Working data |
▬▬▬
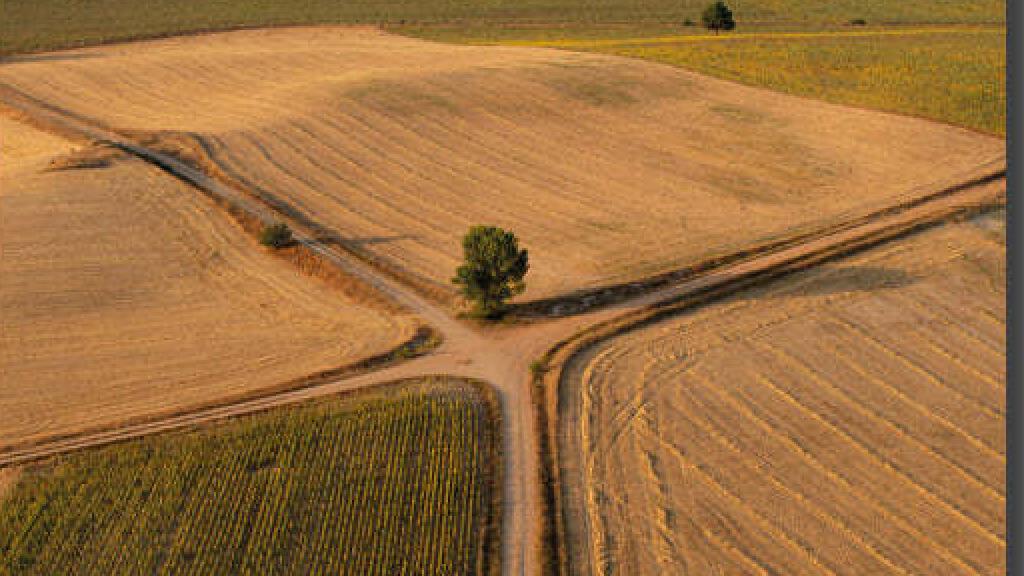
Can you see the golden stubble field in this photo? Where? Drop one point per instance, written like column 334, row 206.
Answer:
column 848, row 420
column 125, row 293
column 608, row 169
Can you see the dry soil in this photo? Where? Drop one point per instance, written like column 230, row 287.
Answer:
column 125, row 293
column 607, row 168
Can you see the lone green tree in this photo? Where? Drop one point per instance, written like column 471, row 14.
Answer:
column 718, row 16
column 493, row 270
column 275, row 236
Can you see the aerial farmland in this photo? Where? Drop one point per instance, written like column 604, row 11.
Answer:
column 503, row 288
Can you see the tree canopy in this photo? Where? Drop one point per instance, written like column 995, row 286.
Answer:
column 718, row 16
column 494, row 269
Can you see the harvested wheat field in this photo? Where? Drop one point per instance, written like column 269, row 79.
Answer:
column 125, row 293
column 608, row 169
column 846, row 420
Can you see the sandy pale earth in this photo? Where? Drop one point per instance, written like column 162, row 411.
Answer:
column 608, row 169
column 849, row 420
column 124, row 293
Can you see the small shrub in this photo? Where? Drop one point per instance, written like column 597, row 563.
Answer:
column 538, row 368
column 275, row 236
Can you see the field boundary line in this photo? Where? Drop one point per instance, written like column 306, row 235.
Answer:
column 563, row 355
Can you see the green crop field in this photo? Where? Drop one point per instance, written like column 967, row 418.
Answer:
column 951, row 74
column 367, row 484
column 40, row 25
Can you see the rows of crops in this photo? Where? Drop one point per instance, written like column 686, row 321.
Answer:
column 954, row 75
column 396, row 484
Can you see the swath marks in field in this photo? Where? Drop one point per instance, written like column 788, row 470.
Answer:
column 870, row 400
column 787, row 454
column 911, row 460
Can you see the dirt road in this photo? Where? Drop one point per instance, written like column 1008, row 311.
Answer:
column 500, row 355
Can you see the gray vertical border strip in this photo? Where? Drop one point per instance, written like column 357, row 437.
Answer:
column 1015, row 528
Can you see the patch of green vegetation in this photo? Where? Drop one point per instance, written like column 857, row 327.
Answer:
column 950, row 74
column 390, row 482
column 43, row 25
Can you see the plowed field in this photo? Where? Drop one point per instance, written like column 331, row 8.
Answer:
column 608, row 169
column 848, row 420
column 125, row 293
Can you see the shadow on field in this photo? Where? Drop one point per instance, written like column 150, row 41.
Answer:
column 48, row 57
column 850, row 279
column 372, row 240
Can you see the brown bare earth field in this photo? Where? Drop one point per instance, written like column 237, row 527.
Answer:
column 125, row 293
column 608, row 169
column 847, row 420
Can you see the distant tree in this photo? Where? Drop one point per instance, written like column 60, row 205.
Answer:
column 275, row 236
column 494, row 269
column 718, row 16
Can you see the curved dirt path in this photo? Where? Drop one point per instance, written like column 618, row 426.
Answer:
column 500, row 355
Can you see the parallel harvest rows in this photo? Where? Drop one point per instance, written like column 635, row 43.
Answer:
column 608, row 169
column 848, row 421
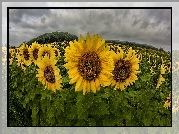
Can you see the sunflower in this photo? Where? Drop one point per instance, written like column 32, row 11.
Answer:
column 11, row 53
column 57, row 52
column 168, row 102
column 176, row 106
column 125, row 70
column 24, row 54
column 33, row 50
column 48, row 73
column 4, row 53
column 45, row 49
column 89, row 63
column 160, row 80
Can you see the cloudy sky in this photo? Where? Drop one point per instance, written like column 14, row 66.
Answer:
column 146, row 26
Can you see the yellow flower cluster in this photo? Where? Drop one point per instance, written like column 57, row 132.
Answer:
column 91, row 64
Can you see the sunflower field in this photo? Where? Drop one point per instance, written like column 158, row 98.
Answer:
column 89, row 82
▬▬▬
Exercise details |
Quote the records in full and exactly; skip any image.

Full answer |
Can you see the golden stubble field in this photo? Where? Drop one point per instance, written like column 334, row 206.
Answer:
column 848, row 420
column 125, row 293
column 608, row 169
Can you see the dry soil in this photo? Where? Drop one point per instance, written like column 230, row 287.
Answer:
column 125, row 293
column 607, row 168
Can you see the lone green tree in this photo? Where? Drop one point per instance, written like column 471, row 14.
Answer:
column 718, row 16
column 493, row 270
column 275, row 236
Can you see the aerial farmland in this photo? Where? Drop one point per instance, written like column 604, row 11.
Answer:
column 503, row 288
Can you see the tree canopy in this photo? Where? Drop one point per instance, written like column 995, row 286.
Answer:
column 718, row 16
column 494, row 269
Can you see the harvested wheat field in this photo? Where? Drop one point per instance, written like column 269, row 79.
Answer:
column 125, row 293
column 608, row 169
column 846, row 420
Can you see the sandy pale earth in this photo? Where? Drop one point per instance, written like column 162, row 411.
Answer:
column 608, row 169
column 849, row 420
column 124, row 293
Can you see the small shrub in this photo? Where? Drop one point per instance, written like column 597, row 563.
Answer:
column 538, row 368
column 275, row 236
Can you see the field boundary line in this photo? Where? Drop one point per instance, written like column 306, row 235.
Answer:
column 563, row 355
Can you see the green crop field in this photo? Where? Drop one point per instance, written like column 967, row 418.
Answer:
column 951, row 74
column 367, row 484
column 40, row 25
Can you see the rows of crops in this photo? Where? Drop one point per instance, written like column 686, row 321.
Answer:
column 954, row 75
column 396, row 484
Can you see the swath marks in field in this photo? Where? Drop one point per instance, written like column 788, row 470.
Answer:
column 870, row 400
column 787, row 454
column 911, row 460
Can you see the dirt road in this photo? Where? Drop one point per instance, written like column 1008, row 311.
Answer:
column 500, row 355
Can you see the gray vertical border strip in this photo? Where? Drop one point per instance, written like column 357, row 437.
Answer:
column 1015, row 528
Can you see the patch of green vegetation in this photo? Where? Drop one point per instance, written like column 857, row 327.
Answer:
column 950, row 74
column 390, row 482
column 43, row 25
Can you see the plowed field in this photo? Where? Drop one point per instance, written like column 331, row 8.
Answer:
column 608, row 169
column 848, row 420
column 125, row 293
Can you see the shadow on field in this photo? Where? Drop one point per instance, written like column 150, row 41.
Answer:
column 48, row 57
column 850, row 279
column 372, row 240
Can you see the brown bare earth field in this photo? Where? Drop one point per instance, written like column 237, row 527.
Answer:
column 125, row 293
column 608, row 169
column 847, row 420
Can you see the distant tree in this photo? Where? Drop one point per instance, written like column 60, row 205.
Answer:
column 275, row 236
column 494, row 269
column 718, row 16
Can you see the curved dirt path in this photo? Where? Drop one point per instance, written like column 618, row 426.
Answer:
column 500, row 355
Can you see the parallel harvest rows in this photo? Where? Drop one point per instance, written like column 635, row 43.
Answer:
column 608, row 169
column 848, row 421
Can you see the sunflower in this photo? Where? Drop one point per instance, written like column 32, row 11.
Answer:
column 11, row 53
column 57, row 52
column 168, row 102
column 176, row 106
column 125, row 70
column 24, row 54
column 33, row 50
column 48, row 73
column 4, row 53
column 45, row 49
column 89, row 63
column 160, row 80
Can you see the cloudy sky in this photo? Where? Drop one point per instance, written like column 14, row 66.
Answer:
column 146, row 26
Can you see the yellow flower cluster in this photo? Where? Drop one point per instance, written like column 57, row 132.
Answer:
column 91, row 64
Can you see the sunflower field in this photo? Where? Drop one point per instance, written like column 158, row 98.
Answer:
column 89, row 82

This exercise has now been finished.